Location identification items
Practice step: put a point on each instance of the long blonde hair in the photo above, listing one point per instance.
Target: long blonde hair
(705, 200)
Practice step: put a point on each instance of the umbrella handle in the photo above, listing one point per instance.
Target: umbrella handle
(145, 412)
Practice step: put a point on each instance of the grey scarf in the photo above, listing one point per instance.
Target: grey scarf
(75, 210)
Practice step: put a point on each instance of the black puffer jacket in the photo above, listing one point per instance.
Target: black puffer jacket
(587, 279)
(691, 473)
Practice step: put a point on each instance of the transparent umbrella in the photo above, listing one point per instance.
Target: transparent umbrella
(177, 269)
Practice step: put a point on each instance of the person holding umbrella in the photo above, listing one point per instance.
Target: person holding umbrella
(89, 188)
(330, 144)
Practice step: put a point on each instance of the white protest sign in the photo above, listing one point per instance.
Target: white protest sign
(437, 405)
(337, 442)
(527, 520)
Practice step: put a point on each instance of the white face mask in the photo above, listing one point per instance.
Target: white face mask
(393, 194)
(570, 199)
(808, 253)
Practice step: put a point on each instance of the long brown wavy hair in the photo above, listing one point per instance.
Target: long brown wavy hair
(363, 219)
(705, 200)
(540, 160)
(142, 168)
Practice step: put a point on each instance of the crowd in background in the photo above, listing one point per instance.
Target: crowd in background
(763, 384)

**Task goal**
Replace "put a point on" with "place a dot on" throughout the entries above and write them out again in full, leaving everything else unchanged.

**Answer in full**
Practice step: place a dot on each instance of the long blonde hair in the photo above, listing one point per instance.
Target: long blonde hair
(705, 200)
Practice step: place a dot on each instance of the umbrella handle in the photo above, listing one point per instance.
Target: umbrella handle
(145, 412)
Practice step: place a dot on each instance of the grey scarf in the photo above, listing one point per instance.
Target: grey scarf
(75, 210)
Practice step: place a dot on each instance of the black puffer jacket in the photo above, listing one point per instance.
Target: black puffer jacket
(587, 279)
(691, 473)
Practice step: place a dot on each instance of the transparent umbrella in the photo above, listing one point per instance.
Target: transparent umbrella
(177, 269)
Practice step: place a dot on each instance of the person holding umbrella in the photo above, listing one point per instance.
Target: person holding umbrella
(89, 188)
(330, 144)
Practice step: place a dot on each instance of the white protest sign in the photo above, listing one point per instance.
Target: white protest sign
(437, 405)
(337, 442)
(527, 520)
Practice step: place a dot on each instance of the white face mask in the photo above, listing one point per instance.
Target: white face mask
(393, 194)
(570, 199)
(808, 253)
Practice step: place a dot on each instance of the long brown wavy hair in the photo above, listing one point per instance.
Target: long brown wavy hair
(363, 219)
(705, 200)
(540, 160)
(142, 168)
Practice step: place a dot on each instance of the crowd in background in the photo above, listing one point per instance.
Target: crowd in background
(763, 384)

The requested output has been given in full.